[start of Document]
By Cory Doctorow, Via London Guardian: Will EU repeat US copyright error?:
"As I type this, members of the European Parliament are preparing to repeat one of the worst mistakes in copyright history — enacting a European version of America's reviled Copyright Term Extension Act of 1998.
The EU version will tack 45 years onto the duration of copyright for existing and future sound recordings, making for a grand total of 95 years' worth of monopoly control for companies that produce recordings...
Giving additional copyright for existing works can't possibly create the incentive to make more works — you could give Elvis Presley a million years' worth of copyright on his 1955 recordings and he still won't record any more music...
The US extension of copyright has turned almost every work created in America's history into an "orphan" — a work whose copyright has not expired, but whose copyright holder has been lost to the mists of time.
The court in Eldred held that an astonishing 98% of works in copyright were orphaned...
[end of Document]
■ Instructions
1 > In the piece on copyright term extension, could you shorten the paragraph that begins "The US extension of copyright" to one sentence while keeping its main facts?
2 > Can you copy, word for word, everything in the copyright piece from "The EU version" down to "any more music..."?
[start of Material]
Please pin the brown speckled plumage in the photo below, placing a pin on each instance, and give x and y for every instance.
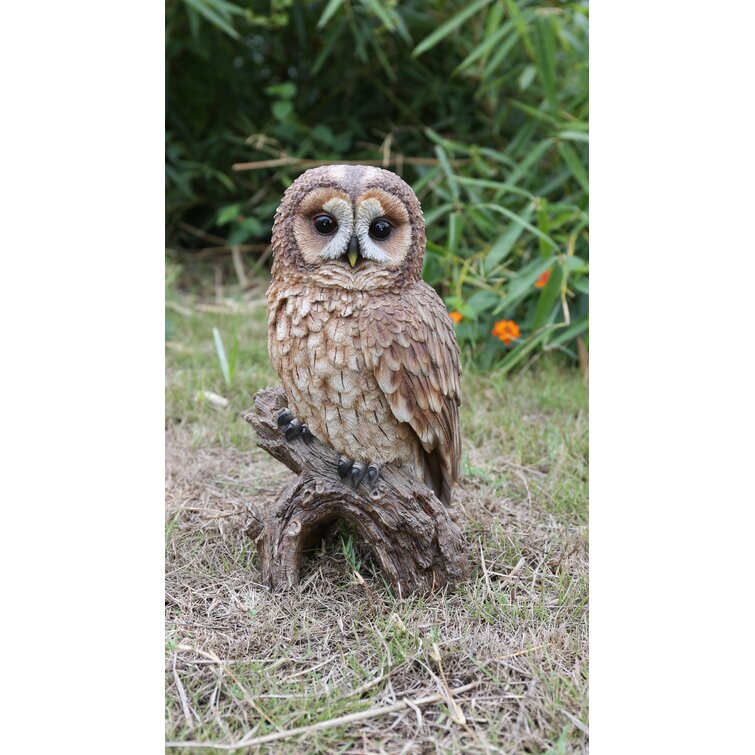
[end of Material]
■ Written responses
1 > Extending US copyright has made almost every work in American history an "orphan": still under copyright, but with an owner who can no longer be found.

2 >
The EU version will tack 45 years onto the duration of copyright for existing and future sound recordings, making for a grand total of 95 years' worth of monopoly control for companies that produce recordings...
Giving additional copyright for existing works can't possibly create the incentive to make more works — you could give Elvis Presley a million years' worth of copyright on his 1955 recordings and he still won't record any more music...